> TASK BRIEF
Please output the entries below from the line that contains "Teacher note to the class: pick out the firefighter's dark" through the final line, reproduced exactly and alone.

> EXCERPTED RECORDS
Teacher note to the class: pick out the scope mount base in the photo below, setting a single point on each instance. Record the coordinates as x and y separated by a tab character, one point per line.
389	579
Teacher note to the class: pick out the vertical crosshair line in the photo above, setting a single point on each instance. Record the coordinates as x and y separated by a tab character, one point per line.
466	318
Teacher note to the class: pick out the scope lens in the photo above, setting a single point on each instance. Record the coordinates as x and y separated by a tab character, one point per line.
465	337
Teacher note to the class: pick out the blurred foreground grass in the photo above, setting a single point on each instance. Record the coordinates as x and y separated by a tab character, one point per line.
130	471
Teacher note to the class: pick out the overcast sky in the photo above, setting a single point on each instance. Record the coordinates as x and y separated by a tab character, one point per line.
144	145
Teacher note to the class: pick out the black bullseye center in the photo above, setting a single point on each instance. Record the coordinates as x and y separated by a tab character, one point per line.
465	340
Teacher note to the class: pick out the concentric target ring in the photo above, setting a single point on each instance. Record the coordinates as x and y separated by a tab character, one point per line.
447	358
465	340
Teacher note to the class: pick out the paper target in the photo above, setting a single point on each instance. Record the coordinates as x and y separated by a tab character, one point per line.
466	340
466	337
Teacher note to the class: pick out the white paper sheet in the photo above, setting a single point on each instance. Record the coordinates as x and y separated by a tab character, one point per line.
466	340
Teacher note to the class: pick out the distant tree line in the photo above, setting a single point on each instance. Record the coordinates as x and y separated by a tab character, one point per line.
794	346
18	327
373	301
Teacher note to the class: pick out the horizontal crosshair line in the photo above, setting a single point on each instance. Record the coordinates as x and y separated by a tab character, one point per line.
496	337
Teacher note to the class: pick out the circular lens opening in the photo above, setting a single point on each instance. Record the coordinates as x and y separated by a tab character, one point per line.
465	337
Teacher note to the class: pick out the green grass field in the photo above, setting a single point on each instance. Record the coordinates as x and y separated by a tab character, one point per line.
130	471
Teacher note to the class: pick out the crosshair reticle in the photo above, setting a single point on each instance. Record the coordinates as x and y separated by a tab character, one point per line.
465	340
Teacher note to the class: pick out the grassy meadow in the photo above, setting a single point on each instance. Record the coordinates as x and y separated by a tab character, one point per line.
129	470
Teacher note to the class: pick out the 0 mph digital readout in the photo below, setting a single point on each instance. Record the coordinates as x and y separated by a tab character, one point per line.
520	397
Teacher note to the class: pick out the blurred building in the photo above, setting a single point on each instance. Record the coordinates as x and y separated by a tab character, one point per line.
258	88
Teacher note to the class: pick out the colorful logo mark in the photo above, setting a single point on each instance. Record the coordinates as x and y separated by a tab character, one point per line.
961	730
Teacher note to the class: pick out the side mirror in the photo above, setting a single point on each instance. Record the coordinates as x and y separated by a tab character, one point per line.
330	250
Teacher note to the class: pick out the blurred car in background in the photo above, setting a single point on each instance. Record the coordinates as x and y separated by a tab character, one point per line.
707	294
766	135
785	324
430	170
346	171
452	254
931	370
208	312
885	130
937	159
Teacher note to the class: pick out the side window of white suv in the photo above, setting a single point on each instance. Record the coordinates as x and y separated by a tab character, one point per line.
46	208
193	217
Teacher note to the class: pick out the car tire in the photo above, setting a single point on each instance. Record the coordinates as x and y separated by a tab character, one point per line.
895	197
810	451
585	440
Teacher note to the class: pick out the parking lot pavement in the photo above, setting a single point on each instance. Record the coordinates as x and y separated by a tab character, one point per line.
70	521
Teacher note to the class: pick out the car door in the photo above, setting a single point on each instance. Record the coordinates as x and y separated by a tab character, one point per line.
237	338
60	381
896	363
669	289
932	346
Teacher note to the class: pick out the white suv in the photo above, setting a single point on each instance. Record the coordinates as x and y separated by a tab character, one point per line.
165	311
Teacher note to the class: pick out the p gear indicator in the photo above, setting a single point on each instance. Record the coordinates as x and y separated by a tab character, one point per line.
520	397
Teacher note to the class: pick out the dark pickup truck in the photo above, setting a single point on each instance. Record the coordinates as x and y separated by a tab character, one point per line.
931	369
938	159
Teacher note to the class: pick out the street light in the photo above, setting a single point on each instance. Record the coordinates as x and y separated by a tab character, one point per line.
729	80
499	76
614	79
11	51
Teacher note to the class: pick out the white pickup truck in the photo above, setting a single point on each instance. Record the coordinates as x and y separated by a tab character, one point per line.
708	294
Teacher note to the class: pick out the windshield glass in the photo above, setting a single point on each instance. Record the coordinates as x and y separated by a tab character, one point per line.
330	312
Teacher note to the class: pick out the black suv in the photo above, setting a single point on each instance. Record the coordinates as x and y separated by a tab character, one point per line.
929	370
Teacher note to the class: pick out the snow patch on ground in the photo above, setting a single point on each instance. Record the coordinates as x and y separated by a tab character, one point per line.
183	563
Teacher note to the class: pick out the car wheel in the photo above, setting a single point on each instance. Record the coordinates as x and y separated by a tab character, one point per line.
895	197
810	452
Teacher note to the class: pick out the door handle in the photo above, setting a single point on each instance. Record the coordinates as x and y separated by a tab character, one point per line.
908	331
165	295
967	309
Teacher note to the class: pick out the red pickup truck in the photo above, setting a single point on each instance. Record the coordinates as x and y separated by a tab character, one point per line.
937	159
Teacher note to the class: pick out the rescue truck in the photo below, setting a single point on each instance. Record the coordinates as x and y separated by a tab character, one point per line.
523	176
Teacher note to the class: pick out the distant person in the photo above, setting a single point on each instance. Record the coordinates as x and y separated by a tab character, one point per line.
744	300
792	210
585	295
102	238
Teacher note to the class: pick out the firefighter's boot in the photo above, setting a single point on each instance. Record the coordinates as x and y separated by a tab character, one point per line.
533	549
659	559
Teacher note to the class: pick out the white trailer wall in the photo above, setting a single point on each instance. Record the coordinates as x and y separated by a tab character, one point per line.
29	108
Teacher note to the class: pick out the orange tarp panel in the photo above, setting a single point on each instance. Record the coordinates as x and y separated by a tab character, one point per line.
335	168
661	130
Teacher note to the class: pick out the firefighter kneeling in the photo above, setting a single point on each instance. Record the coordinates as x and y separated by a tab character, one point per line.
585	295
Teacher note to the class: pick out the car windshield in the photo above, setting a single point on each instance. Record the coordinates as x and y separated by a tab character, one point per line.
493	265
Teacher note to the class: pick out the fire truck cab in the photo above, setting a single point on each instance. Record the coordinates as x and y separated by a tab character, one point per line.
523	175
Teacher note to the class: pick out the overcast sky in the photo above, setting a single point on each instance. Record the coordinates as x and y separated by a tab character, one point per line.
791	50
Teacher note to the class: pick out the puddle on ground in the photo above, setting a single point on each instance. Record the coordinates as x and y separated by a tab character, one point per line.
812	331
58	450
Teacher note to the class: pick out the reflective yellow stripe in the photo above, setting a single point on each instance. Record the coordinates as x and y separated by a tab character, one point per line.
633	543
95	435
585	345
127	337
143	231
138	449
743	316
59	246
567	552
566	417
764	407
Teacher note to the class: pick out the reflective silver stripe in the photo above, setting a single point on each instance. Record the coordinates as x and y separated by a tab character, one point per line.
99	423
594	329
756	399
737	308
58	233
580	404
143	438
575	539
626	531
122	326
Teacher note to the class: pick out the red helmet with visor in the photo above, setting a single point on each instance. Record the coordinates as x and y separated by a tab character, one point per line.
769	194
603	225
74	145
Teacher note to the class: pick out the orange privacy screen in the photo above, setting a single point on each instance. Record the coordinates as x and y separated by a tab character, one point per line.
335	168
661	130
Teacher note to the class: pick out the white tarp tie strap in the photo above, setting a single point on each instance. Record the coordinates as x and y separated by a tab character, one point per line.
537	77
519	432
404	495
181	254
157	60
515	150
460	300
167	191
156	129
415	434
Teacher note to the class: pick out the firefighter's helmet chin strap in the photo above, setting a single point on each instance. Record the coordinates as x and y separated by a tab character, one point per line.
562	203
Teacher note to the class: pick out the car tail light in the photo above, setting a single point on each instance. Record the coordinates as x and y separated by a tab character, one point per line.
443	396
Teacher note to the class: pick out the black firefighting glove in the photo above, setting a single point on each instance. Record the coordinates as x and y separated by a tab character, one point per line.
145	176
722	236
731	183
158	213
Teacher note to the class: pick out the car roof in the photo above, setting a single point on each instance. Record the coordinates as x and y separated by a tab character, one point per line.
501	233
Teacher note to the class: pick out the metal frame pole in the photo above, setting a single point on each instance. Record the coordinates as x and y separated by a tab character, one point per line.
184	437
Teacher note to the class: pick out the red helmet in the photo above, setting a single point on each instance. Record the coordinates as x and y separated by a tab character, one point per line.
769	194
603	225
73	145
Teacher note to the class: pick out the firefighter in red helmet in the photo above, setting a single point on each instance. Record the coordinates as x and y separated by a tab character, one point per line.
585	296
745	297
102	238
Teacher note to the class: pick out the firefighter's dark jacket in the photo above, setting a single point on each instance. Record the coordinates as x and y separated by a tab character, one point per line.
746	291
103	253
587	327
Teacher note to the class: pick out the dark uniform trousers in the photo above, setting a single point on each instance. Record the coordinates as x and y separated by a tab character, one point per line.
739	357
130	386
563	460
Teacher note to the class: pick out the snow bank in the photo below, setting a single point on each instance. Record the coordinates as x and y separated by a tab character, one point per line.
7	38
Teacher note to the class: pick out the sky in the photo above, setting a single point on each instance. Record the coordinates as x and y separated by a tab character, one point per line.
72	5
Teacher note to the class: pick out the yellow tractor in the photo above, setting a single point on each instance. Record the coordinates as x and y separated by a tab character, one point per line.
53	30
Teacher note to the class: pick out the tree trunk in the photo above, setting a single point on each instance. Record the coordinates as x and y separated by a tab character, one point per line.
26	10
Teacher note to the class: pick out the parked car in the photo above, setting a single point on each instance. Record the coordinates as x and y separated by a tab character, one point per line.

> WRITTEN ANSWER
Teacher note to the class: pick out the firefighter's dark jacket in the photo above, setting a single point on each instance. Record the coordinates as x and y separated by a tab character, one point per line.
746	291
103	253
587	327
Teacher note to the class: pick out the dark uniform trousers in the photo above, setting a single point on each instance. Record the coordinates as x and y separated by a tab character, one point per line.
739	357
130	386
563	460
Teacher note to the class: pick out the snow bank in the photo below, setting a single point on each instance. Record the coordinates as x and y separated by a tab character, one point per line.
7	38
Teacher note to the class: pick out the sky in the photo above, setting a single point on each instance. Record the coordinates as x and y separated by a tab character, one point per line.
72	5
Teacher note to the class: pick out the yellow tractor in the photo above, setting a single point on each instance. Record the coordinates as x and y separated by a tab character, one point per line.
53	30
Teacher note to the class: pick out the tree trunk in the photo above, setting a single point on each instance. Record the coordinates as x and y separated by a tab character, one point per line.
26	10
Teacher note to the class: pick out the parked car in the photo above, setting a single point on each instance. Record the coordinates as x and y separated by a tab character, one point per line.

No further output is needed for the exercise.